### Assignment 1
In the design challenge announcement below, reproduce the passage starting with "The COVID-19 pandemic is" and going on through "future might look.".
### Assignment 2
In the design challenge announcement below, list everything that the final sentence says we will see with greater clarity.

Stanford Center on Longevity Design Challenge 2021 for Students worldwide ($10,000 prize): (Deadline 10 December 2020)

Stanford Center on Longevity Design Challenge 2021 for Students worldwide ($10,000 prize): (Deadline 10 December 2020)

Stanford Center on Longevity Design Challenge 2021 for Students worldwide ($10,000 prize): (Deadline 10 December 2020)

Applications are invited for the Stanford Center on Longevity Design Challenge 2021. The Stanford Center on Longevity Design Challenge is a global competition that encourages students to design products and services to improve well-being across the lifespan. In its eighth year, the Challenge is focused on ideas inspired by the cultural shift that has occurred during the COVID-19 pandemic that support long, healthy, and happy lives for everyone.

This year’s contest challenges teams to create solutions for “After the Pandemic: Designing the Next Version of our World.”

The COVID-19 pandemic is bringing into sharper focus the cultural norms that guide us through life and is providing insights about what a new future might look like. The suddenness of this transformation is allowing us to examine daily practices, social norms, and institutions from perspectives that are rarely possible. For a short window of time, before new routines and practices replace familiar old ones, we will see with greater clarity how our lives might be improved, how current shifts could become enduring changes, what new norms might emerge, and how a new future might look.

### Provided information
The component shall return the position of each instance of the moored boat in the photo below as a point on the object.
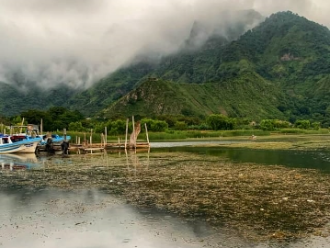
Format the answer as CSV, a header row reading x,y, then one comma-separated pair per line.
* * *
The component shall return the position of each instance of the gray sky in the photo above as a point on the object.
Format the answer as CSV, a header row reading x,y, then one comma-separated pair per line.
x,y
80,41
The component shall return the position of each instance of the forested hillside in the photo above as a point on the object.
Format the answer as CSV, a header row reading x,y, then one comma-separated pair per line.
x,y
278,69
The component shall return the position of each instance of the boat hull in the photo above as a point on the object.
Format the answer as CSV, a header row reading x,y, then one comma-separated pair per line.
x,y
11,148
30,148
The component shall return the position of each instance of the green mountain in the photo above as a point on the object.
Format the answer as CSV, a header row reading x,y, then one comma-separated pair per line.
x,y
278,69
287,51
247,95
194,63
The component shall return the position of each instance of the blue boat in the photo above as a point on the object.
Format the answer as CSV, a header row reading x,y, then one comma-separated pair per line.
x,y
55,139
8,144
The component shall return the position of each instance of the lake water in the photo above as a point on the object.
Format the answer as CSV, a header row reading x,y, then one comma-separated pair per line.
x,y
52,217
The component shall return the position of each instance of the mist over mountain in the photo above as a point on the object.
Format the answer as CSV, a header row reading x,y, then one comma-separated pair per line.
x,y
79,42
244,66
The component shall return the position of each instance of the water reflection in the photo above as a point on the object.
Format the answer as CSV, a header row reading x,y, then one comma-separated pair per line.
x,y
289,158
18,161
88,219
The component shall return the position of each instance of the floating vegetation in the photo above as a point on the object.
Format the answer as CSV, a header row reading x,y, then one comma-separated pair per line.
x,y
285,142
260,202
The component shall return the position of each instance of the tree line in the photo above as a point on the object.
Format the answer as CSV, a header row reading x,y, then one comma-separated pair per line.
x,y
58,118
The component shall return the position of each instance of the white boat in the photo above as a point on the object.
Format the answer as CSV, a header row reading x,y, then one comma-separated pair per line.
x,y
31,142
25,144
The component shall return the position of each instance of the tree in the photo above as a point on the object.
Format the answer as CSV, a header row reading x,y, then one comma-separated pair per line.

### Expected output 1
The COVID-19 pandemic is bringing into sharper focus the cultural norms that guide us through life and is providing insights about what a new future might look like. The suddenness of this transformation is allowing us to examine daily practices, social norms, and institutions from perspectives that are rarely possible. For a short window of time, before new routines and practices replace familiar old ones, we will see with greater clarity how our lives might be improved, how current shifts could become enduring changes, what new norms might emerge, and how a new future might look.

### Expected output 2
- How our lives might be improved
- How current shifts could become enduring changes
- What new norms might emerge
- How a new future might look